━━━ EXERCISE INPUT

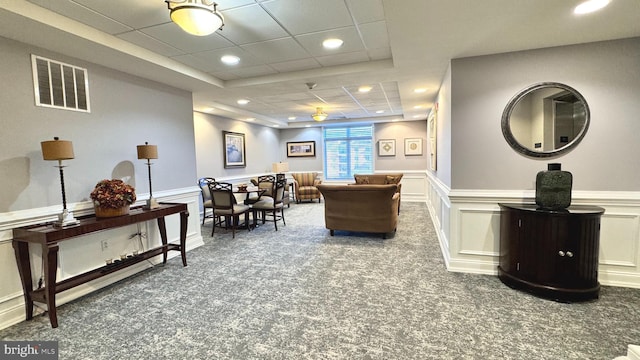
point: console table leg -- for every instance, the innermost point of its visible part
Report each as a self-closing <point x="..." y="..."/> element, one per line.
<point x="50" y="255"/>
<point x="163" y="236"/>
<point x="184" y="216"/>
<point x="21" y="250"/>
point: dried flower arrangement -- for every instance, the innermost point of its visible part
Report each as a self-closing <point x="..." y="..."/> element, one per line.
<point x="113" y="194"/>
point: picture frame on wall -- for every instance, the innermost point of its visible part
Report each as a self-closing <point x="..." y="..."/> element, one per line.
<point x="301" y="148"/>
<point x="234" y="150"/>
<point x="413" y="146"/>
<point x="387" y="147"/>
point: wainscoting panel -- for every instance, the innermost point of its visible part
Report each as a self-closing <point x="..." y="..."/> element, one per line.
<point x="86" y="252"/>
<point x="470" y="242"/>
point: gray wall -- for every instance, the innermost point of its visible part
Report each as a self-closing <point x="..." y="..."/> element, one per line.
<point x="125" y="111"/>
<point x="607" y="74"/>
<point x="262" y="147"/>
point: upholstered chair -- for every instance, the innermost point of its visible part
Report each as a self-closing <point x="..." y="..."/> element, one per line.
<point x="206" y="197"/>
<point x="305" y="186"/>
<point x="271" y="206"/>
<point x="225" y="205"/>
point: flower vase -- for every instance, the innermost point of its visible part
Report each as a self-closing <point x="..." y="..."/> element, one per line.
<point x="103" y="212"/>
<point x="553" y="188"/>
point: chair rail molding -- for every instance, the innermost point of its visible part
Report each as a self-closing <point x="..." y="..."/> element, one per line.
<point x="467" y="222"/>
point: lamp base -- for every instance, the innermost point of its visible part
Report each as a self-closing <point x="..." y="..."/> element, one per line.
<point x="66" y="219"/>
<point x="151" y="204"/>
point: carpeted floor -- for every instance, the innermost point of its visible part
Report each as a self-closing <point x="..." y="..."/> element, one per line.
<point x="301" y="294"/>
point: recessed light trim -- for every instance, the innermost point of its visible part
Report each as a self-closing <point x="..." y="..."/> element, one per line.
<point x="230" y="60"/>
<point x="590" y="6"/>
<point x="332" y="43"/>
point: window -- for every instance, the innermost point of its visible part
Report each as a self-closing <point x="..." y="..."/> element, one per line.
<point x="60" y="85"/>
<point x="347" y="151"/>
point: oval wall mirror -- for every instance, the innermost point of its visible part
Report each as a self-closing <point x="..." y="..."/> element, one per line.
<point x="545" y="119"/>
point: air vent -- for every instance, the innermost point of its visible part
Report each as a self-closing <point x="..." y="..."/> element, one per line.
<point x="60" y="85"/>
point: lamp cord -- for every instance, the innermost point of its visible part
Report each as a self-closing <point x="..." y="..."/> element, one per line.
<point x="64" y="196"/>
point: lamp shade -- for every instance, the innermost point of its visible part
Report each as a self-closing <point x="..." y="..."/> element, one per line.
<point x="279" y="168"/>
<point x="147" y="151"/>
<point x="57" y="149"/>
<point x="197" y="17"/>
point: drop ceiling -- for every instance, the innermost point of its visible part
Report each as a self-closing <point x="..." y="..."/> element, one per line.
<point x="393" y="46"/>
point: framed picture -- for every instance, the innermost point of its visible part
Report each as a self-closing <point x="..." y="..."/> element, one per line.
<point x="386" y="147"/>
<point x="301" y="148"/>
<point x="432" y="129"/>
<point x="234" y="150"/>
<point x="413" y="146"/>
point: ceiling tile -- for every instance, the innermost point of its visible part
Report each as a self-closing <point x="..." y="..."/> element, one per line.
<point x="279" y="50"/>
<point x="250" y="24"/>
<point x="143" y="14"/>
<point x="296" y="65"/>
<point x="84" y="15"/>
<point x="306" y="16"/>
<point x="365" y="11"/>
<point x="375" y="35"/>
<point x="253" y="71"/>
<point x="313" y="42"/>
<point x="171" y="34"/>
<point x="341" y="59"/>
<point x="149" y="43"/>
<point x="212" y="57"/>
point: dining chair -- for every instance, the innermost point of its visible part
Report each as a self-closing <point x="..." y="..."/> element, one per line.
<point x="271" y="206"/>
<point x="206" y="197"/>
<point x="225" y="204"/>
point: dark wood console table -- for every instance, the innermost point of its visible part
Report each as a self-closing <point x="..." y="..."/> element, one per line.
<point x="48" y="237"/>
<point x="552" y="254"/>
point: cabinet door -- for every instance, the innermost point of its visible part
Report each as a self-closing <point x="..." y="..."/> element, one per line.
<point x="577" y="253"/>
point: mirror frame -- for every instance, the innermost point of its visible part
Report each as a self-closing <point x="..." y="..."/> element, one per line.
<point x="506" y="115"/>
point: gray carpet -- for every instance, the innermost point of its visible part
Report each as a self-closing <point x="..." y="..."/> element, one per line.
<point x="301" y="294"/>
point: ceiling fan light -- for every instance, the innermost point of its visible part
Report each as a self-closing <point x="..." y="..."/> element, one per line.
<point x="196" y="17"/>
<point x="319" y="115"/>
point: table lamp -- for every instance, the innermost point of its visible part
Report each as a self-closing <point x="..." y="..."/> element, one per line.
<point x="149" y="152"/>
<point x="59" y="150"/>
<point x="280" y="168"/>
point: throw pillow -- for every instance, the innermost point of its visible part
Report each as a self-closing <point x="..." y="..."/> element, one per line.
<point x="392" y="179"/>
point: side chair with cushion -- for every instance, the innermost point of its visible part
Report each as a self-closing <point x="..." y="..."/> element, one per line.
<point x="224" y="204"/>
<point x="305" y="186"/>
<point x="206" y="197"/>
<point x="271" y="206"/>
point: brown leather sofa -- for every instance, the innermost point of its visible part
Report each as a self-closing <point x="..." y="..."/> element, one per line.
<point x="362" y="208"/>
<point x="381" y="179"/>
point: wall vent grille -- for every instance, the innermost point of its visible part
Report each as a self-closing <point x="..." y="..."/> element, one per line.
<point x="60" y="85"/>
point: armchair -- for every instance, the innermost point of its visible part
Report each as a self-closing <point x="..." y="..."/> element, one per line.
<point x="305" y="186"/>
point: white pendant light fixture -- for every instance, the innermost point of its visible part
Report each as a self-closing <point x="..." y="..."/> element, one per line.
<point x="319" y="115"/>
<point x="197" y="17"/>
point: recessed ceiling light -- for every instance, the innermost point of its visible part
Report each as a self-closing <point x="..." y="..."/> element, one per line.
<point x="332" y="43"/>
<point x="590" y="6"/>
<point x="230" y="59"/>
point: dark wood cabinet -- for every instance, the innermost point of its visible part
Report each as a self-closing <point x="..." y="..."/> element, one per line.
<point x="552" y="254"/>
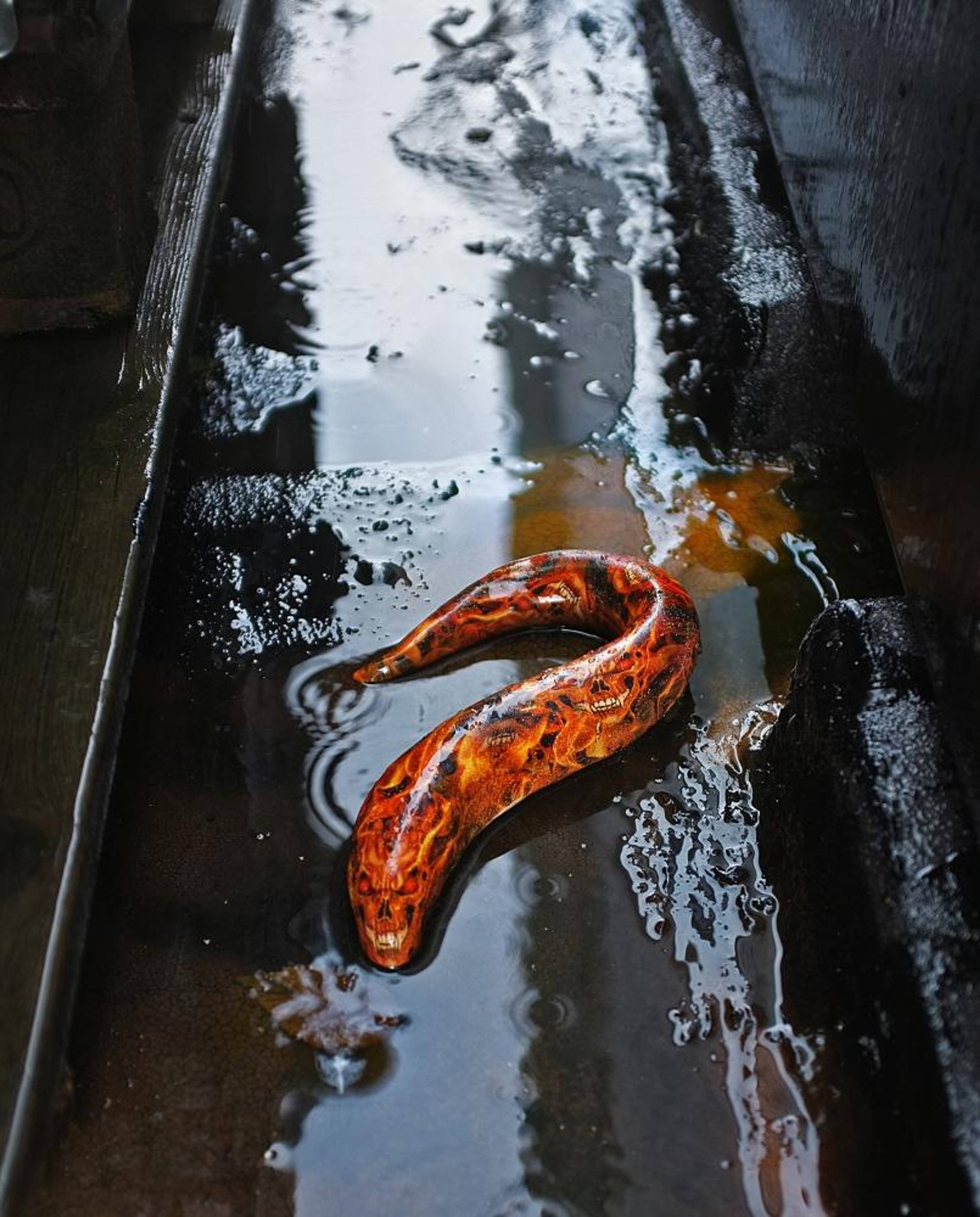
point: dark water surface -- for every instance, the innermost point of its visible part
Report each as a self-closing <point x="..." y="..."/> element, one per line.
<point x="430" y="350"/>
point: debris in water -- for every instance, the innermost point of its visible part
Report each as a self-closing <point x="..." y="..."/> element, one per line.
<point x="328" y="1008"/>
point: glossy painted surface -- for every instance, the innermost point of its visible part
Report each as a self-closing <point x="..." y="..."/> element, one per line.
<point x="430" y="804"/>
<point x="596" y="1023"/>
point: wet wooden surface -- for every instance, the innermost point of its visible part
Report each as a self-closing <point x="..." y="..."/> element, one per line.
<point x="86" y="435"/>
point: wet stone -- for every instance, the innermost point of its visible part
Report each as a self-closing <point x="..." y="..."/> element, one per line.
<point x="865" y="837"/>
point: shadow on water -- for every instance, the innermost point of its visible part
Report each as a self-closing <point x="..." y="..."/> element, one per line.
<point x="429" y="349"/>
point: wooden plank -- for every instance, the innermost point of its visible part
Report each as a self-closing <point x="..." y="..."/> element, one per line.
<point x="87" y="424"/>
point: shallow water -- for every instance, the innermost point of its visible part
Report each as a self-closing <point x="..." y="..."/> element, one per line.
<point x="430" y="350"/>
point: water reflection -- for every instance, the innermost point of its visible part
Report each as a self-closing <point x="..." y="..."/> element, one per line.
<point x="434" y="351"/>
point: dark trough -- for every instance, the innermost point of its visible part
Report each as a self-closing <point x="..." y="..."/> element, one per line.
<point x="882" y="952"/>
<point x="88" y="428"/>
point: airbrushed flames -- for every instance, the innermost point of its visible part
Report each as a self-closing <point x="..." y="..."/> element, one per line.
<point x="433" y="801"/>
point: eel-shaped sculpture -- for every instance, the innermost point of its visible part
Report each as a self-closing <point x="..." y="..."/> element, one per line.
<point x="433" y="801"/>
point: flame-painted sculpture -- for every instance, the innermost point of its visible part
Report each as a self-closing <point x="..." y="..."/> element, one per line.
<point x="433" y="801"/>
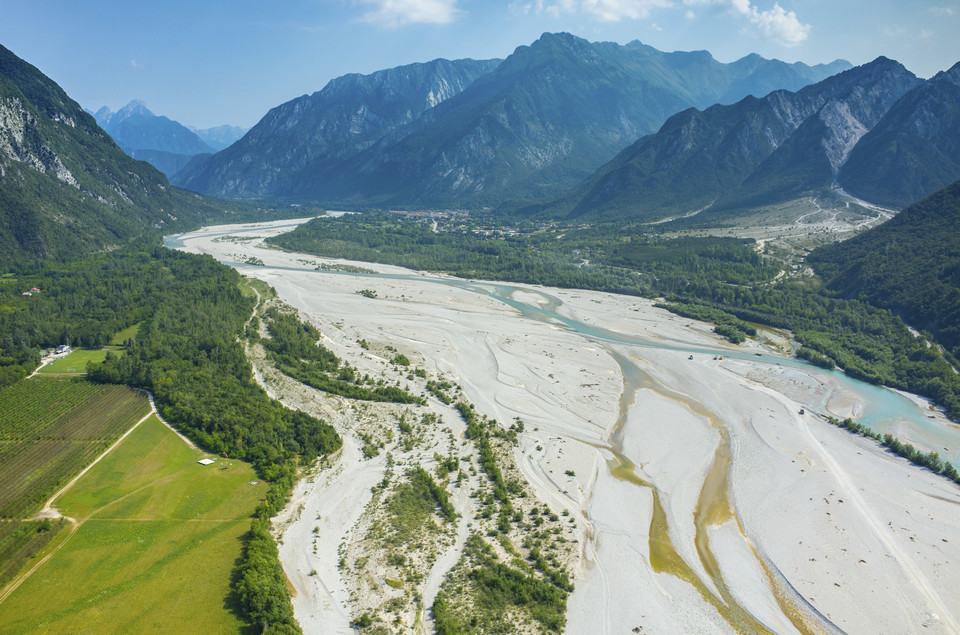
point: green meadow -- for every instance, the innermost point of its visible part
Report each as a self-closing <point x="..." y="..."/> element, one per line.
<point x="157" y="540"/>
<point x="75" y="363"/>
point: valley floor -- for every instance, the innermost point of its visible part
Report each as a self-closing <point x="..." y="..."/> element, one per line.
<point x="744" y="509"/>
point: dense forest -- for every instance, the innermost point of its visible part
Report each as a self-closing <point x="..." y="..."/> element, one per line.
<point x="910" y="265"/>
<point x="724" y="280"/>
<point x="187" y="352"/>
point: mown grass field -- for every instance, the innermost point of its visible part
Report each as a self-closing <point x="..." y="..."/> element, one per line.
<point x="157" y="540"/>
<point x="50" y="429"/>
<point x="75" y="363"/>
<point x="19" y="540"/>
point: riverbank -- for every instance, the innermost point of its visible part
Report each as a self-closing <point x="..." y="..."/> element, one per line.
<point x="737" y="501"/>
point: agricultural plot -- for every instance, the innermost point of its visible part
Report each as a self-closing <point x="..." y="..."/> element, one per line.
<point x="19" y="540"/>
<point x="156" y="540"/>
<point x="50" y="429"/>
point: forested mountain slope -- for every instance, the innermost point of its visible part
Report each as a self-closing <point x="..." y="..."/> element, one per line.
<point x="877" y="129"/>
<point x="66" y="189"/>
<point x="910" y="265"/>
<point x="297" y="145"/>
<point x="531" y="127"/>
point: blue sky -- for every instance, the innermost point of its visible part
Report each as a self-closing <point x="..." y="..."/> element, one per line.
<point x="212" y="62"/>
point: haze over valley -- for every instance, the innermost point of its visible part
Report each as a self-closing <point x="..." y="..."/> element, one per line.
<point x="584" y="334"/>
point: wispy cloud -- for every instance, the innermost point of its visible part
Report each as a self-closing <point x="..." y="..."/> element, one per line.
<point x="392" y="14"/>
<point x="775" y="23"/>
<point x="603" y="10"/>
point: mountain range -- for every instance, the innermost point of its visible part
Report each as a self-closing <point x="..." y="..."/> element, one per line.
<point x="875" y="131"/>
<point x="478" y="133"/>
<point x="909" y="264"/>
<point x="66" y="189"/>
<point x="160" y="141"/>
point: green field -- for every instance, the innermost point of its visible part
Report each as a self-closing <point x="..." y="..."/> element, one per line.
<point x="50" y="429"/>
<point x="158" y="538"/>
<point x="19" y="540"/>
<point x="75" y="363"/>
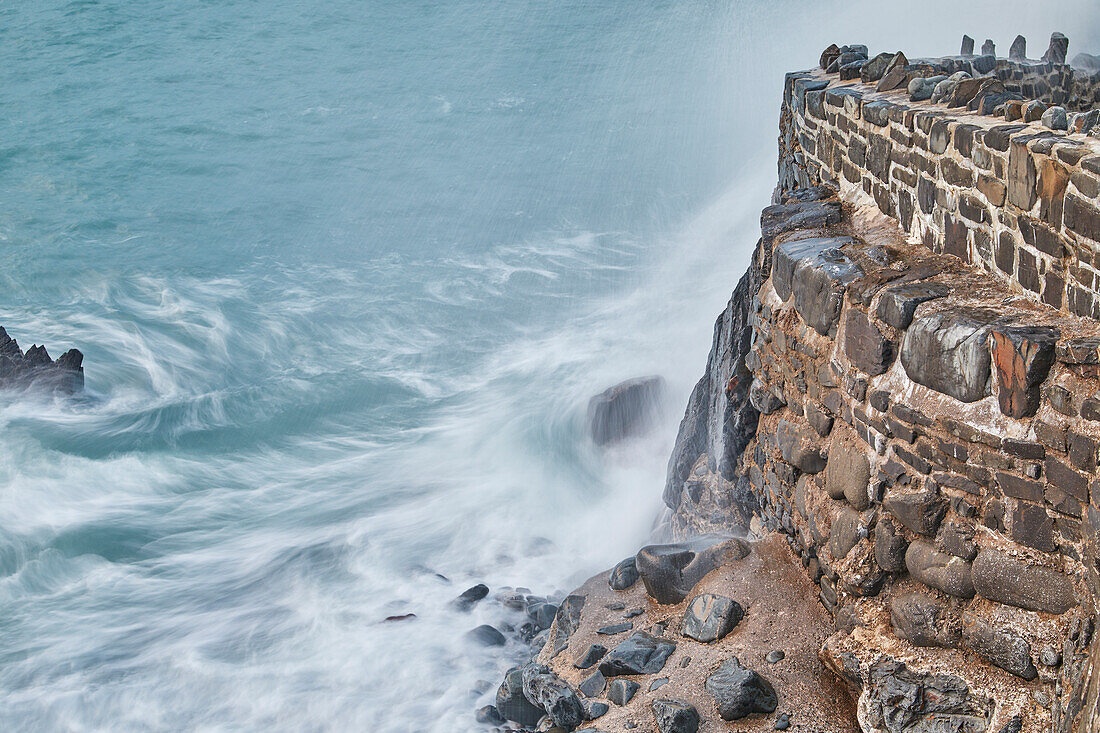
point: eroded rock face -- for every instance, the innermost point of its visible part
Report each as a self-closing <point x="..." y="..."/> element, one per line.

━━━━━━

Extract, exactly as written, the span of lines from the one holding "point: haze over" through the last line, inclusive. Skip any picture.

FINISHED EXERCISE:
point: haze over valley -- for every instance, the innermost point of its visible part
Report each as a self-closing <point x="..." y="..."/> element, one per line.
<point x="584" y="334"/>
point: wispy cloud -- for every instance, the innermost point of its visible part
Report each as a self-closing <point x="..." y="..."/> element, one per line.
<point x="392" y="14"/>
<point x="775" y="23"/>
<point x="603" y="10"/>
point: mountain range -- for every instance, the innermost point of its visible part
Report each as a self-closing <point x="..." y="..."/> element, one per line.
<point x="875" y="131"/>
<point x="478" y="133"/>
<point x="909" y="264"/>
<point x="66" y="189"/>
<point x="160" y="141"/>
point: green field -- for every instance, the innermost point of its visible part
Report each as a self-closing <point x="..." y="..."/> element, one per line.
<point x="50" y="429"/>
<point x="158" y="538"/>
<point x="19" y="540"/>
<point x="75" y="363"/>
point: eroded rock face -- for every instance, the innermost point of its visible part
Report each as a self-closing <point x="..." y="..."/> element, one per line.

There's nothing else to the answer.